- **WHAT YOU SHOULD DO**
Can you reproduce the listing with "beanie" substituted by "hat", keeping every other line the same and omitting the pictures?

- **DATA ROWS**
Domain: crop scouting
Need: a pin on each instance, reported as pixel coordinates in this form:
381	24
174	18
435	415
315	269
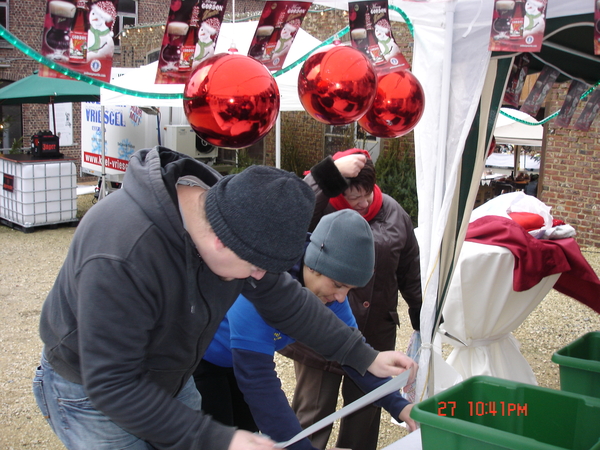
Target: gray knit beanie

- **RESPONSE FOR THIS EXERCISE**
Domain: crop scouting
Need: a pin on each instance, reported as pixel coordinates in this form:
381	24
174	18
435	415
315	269
Target: gray knit hat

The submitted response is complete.